__Werkopdracht__: Schrijf uit de tekst over de DESTINY-Breast06-studie het stuk van "In de gerandomiseerde, open-label" tot en met "van adjuvante ET." letterlijk over.

__Aangeleverde tekst__:

· · ·

Een behandeling met trastuzumab deruxtecan liet een betere progressievrije overleving zien dan chemotherapie, ongeacht de tijd tot progressie op een eerstelijns, endocriene therapie bevattend regime bij patiënten met hormoonreceptor-positieve, HER2-lage of HER2-ultralage, gemetastaseerde borstkanker. Dit bleek uit additionele analyses van de DESTINY-Breast06, die dr. Aditya Bardia (Los Angeles, Verenigde Staten) tijdens de SABCS 2024 presenteerde.
In de gerandomiseerde, open-label fase 3-DESTINY-Breast06-studie werden patiënten met hormoonreceptor (HR)-positieve, HER2-lage of HER2-ultralage, gemetastaseerde borstkanker (mBC) gerandomiseerd tussen trastuzumab deruxtecan (T-DXd, n=436) of chemotherapie (n=430). Patiënten kwamen in aanmerking voor de studie als zij twee of meer eerdere behandellijnen met endocriene therapie (ET) met of zonder doelgerichte therapie hadden ontvangen, of als zij een eerdere behandeling voor mBC hadden gehad en binnen zes maanden progressie hadden of een recidief binnen 24 maanden na het starten van adjuvante ET.

· · ·

__Verstrekte gegevens__:
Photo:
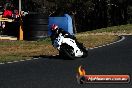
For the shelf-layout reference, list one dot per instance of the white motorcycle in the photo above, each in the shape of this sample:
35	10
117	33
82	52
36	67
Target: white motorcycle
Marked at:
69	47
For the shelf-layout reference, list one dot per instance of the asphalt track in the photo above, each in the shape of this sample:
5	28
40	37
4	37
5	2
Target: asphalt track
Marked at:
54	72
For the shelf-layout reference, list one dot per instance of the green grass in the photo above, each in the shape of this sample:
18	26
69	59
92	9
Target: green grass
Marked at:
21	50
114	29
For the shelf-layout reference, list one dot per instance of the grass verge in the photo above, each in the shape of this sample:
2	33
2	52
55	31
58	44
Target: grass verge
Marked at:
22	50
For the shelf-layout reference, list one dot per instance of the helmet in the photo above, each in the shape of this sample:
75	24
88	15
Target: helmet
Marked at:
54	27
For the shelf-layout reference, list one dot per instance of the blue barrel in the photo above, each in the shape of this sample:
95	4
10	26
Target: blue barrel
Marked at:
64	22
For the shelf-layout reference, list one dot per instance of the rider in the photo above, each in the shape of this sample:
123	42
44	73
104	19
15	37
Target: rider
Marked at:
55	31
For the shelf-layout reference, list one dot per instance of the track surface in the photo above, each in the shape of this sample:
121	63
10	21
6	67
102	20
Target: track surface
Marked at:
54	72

· · ·

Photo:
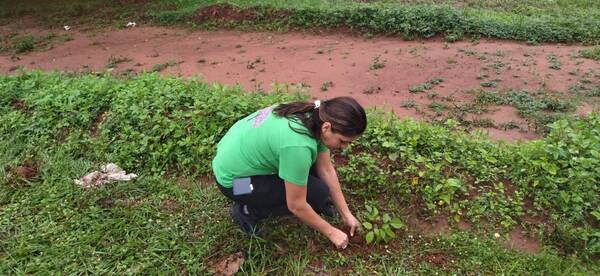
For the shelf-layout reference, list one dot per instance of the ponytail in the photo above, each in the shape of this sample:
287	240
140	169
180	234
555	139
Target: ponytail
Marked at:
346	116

· · ·

__Antwoord hieronder__:
In de gerandomiseerde, open-label fase 3-DESTINY-Breast06-studie werden patiënten met hormoonreceptor (HR)-positieve, HER2-lage of HER2-ultralage, gemetastaseerde borstkanker (mBC) gerandomiseerd tussen trastuzumab deruxtecan (T-DXd, n=436) of chemotherapie (n=430). Patiënten kwamen in aanmerking voor de studie als zij twee of meer eerdere behandellijnen met endocriene therapie (ET) met of zonder doelgerichte therapie hadden ontvangen, of als zij een eerdere behandeling voor mBC hadden gehad en binnen zes maanden progressie hadden of een recidief binnen 24 maanden na het starten van adjuvante ET.